DIRECTIONS.
Pick out each line in the material below that contains the word "black", and copy those lines in full.

(begin)

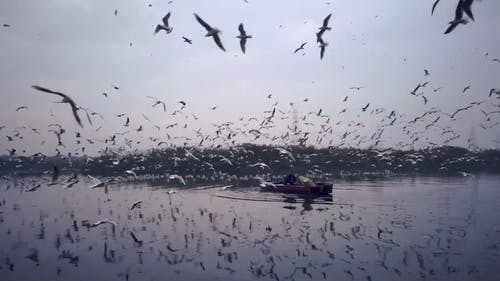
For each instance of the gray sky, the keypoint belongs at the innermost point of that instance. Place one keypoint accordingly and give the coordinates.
(81, 48)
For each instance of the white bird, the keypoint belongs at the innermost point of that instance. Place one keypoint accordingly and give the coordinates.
(285, 152)
(165, 25)
(213, 32)
(243, 37)
(458, 17)
(65, 99)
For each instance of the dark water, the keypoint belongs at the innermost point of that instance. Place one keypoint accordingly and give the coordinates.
(391, 229)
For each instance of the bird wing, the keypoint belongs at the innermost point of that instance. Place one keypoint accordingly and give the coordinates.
(459, 11)
(243, 41)
(158, 28)
(466, 7)
(70, 101)
(241, 29)
(48, 91)
(434, 6)
(325, 21)
(165, 19)
(319, 34)
(98, 181)
(450, 28)
(218, 42)
(75, 113)
(202, 22)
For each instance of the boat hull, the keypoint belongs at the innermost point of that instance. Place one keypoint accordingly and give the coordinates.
(317, 188)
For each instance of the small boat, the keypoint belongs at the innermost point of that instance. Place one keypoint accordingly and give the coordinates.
(316, 188)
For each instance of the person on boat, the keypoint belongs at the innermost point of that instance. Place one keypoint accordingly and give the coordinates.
(305, 181)
(290, 179)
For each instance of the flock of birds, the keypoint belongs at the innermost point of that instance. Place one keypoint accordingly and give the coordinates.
(139, 233)
(325, 240)
(280, 124)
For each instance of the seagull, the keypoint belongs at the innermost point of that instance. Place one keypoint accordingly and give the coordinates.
(434, 6)
(136, 204)
(325, 26)
(300, 48)
(458, 17)
(211, 32)
(165, 25)
(157, 102)
(65, 99)
(466, 7)
(243, 37)
(135, 238)
(99, 222)
(322, 46)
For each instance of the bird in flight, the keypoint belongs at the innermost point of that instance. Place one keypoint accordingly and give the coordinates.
(243, 37)
(165, 25)
(323, 28)
(300, 48)
(463, 5)
(213, 32)
(322, 47)
(434, 6)
(65, 99)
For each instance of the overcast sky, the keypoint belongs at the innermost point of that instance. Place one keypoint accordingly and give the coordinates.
(82, 49)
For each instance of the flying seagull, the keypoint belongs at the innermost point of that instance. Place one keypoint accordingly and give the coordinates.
(300, 48)
(434, 6)
(243, 37)
(65, 99)
(165, 25)
(459, 11)
(214, 32)
(322, 46)
(325, 26)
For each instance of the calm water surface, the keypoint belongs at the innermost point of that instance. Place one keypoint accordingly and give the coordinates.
(390, 229)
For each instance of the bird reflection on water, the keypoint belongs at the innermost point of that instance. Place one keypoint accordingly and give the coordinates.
(397, 229)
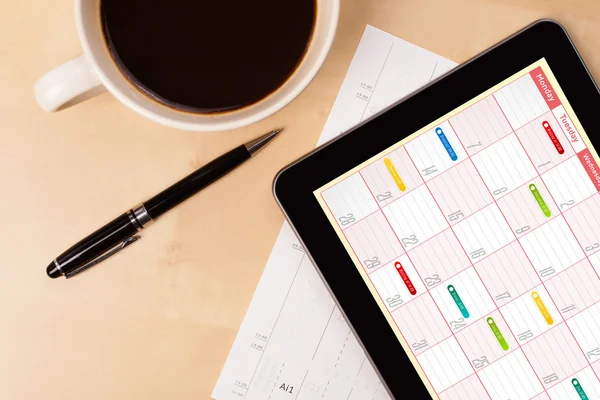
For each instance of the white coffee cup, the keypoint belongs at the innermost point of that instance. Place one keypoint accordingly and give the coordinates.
(94, 71)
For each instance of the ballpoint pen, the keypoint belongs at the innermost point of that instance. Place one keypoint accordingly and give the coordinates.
(122, 231)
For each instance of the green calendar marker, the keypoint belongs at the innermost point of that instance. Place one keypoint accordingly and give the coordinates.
(540, 200)
(497, 333)
(579, 389)
(458, 301)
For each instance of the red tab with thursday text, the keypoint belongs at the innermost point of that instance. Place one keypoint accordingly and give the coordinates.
(545, 88)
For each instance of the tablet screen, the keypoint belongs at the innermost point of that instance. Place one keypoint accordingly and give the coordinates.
(479, 238)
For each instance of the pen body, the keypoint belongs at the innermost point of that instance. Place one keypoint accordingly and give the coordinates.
(93, 246)
(196, 181)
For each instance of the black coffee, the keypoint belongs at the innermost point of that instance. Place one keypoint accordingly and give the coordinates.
(208, 56)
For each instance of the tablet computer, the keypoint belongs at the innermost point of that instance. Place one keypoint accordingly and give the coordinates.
(459, 232)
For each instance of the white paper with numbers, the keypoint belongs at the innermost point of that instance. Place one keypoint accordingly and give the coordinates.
(294, 342)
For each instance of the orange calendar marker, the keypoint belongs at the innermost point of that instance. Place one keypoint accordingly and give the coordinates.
(545, 313)
(395, 175)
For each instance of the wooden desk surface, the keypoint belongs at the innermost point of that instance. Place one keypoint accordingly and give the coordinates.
(157, 321)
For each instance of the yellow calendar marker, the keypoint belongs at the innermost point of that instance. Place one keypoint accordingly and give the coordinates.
(395, 174)
(542, 307)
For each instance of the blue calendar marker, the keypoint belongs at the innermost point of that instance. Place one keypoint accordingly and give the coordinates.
(446, 143)
(459, 303)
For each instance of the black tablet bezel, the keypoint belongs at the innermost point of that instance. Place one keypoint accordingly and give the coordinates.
(295, 184)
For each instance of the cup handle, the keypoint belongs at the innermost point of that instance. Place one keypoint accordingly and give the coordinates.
(66, 85)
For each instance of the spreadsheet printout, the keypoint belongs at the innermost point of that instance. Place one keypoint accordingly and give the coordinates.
(294, 342)
(479, 238)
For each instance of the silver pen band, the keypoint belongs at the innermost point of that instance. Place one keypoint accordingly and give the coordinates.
(58, 267)
(139, 217)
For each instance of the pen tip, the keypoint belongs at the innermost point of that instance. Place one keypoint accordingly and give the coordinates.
(53, 271)
(257, 144)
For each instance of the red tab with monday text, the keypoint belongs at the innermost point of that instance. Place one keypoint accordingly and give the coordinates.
(545, 88)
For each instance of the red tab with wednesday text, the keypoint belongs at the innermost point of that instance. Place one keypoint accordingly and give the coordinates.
(590, 166)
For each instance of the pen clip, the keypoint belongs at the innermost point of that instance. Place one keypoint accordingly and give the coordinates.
(104, 256)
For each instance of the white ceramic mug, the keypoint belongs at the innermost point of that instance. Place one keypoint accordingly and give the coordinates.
(94, 71)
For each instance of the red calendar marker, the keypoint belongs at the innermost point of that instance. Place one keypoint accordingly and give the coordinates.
(553, 138)
(411, 288)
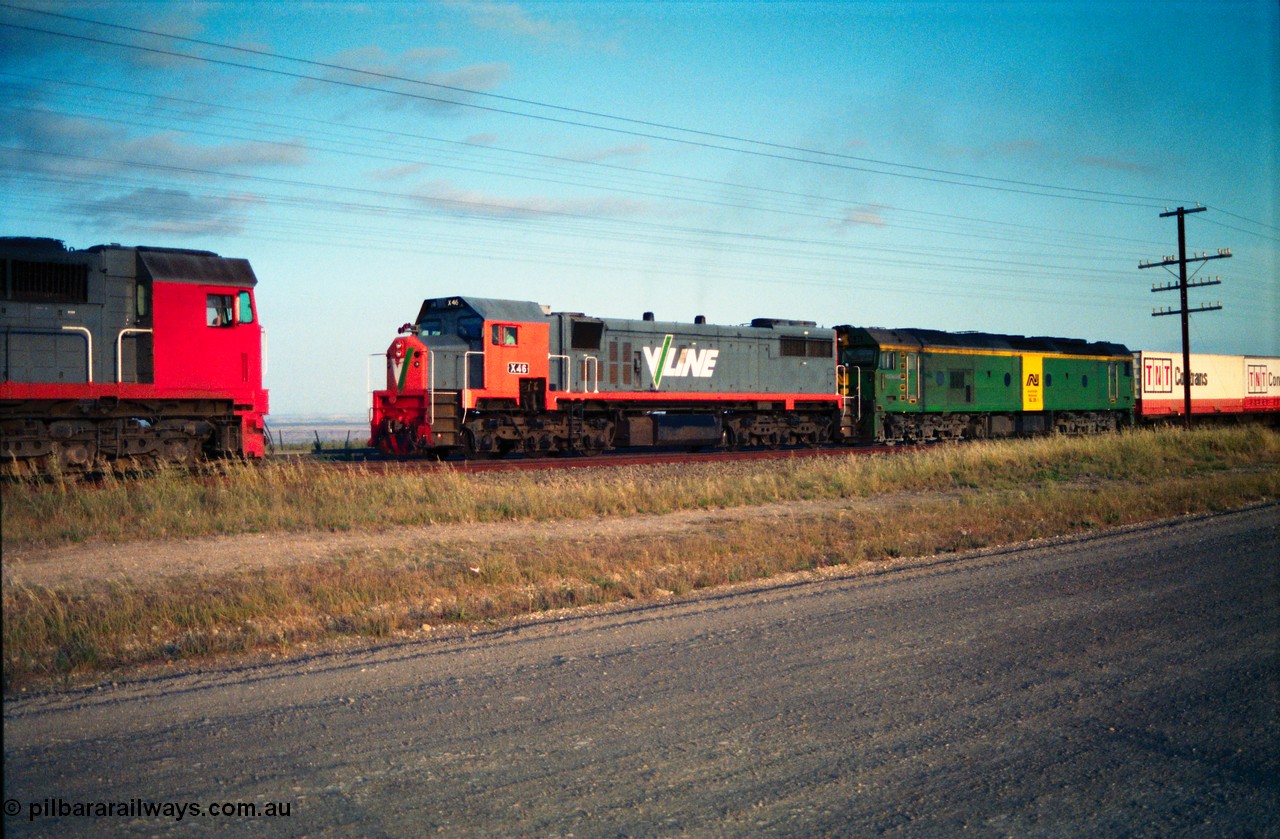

(end)

OUTPUT BELOW.
For each instance of the black coffee, the keypoint belongs at the innermost point of that instance. Place one keypoint accordingly and give the coordinates.
For each instance of the black tablet bezel, the keypoint belongs at the innermost point of that instance. Place one keypoint accordingly and give the coordinates.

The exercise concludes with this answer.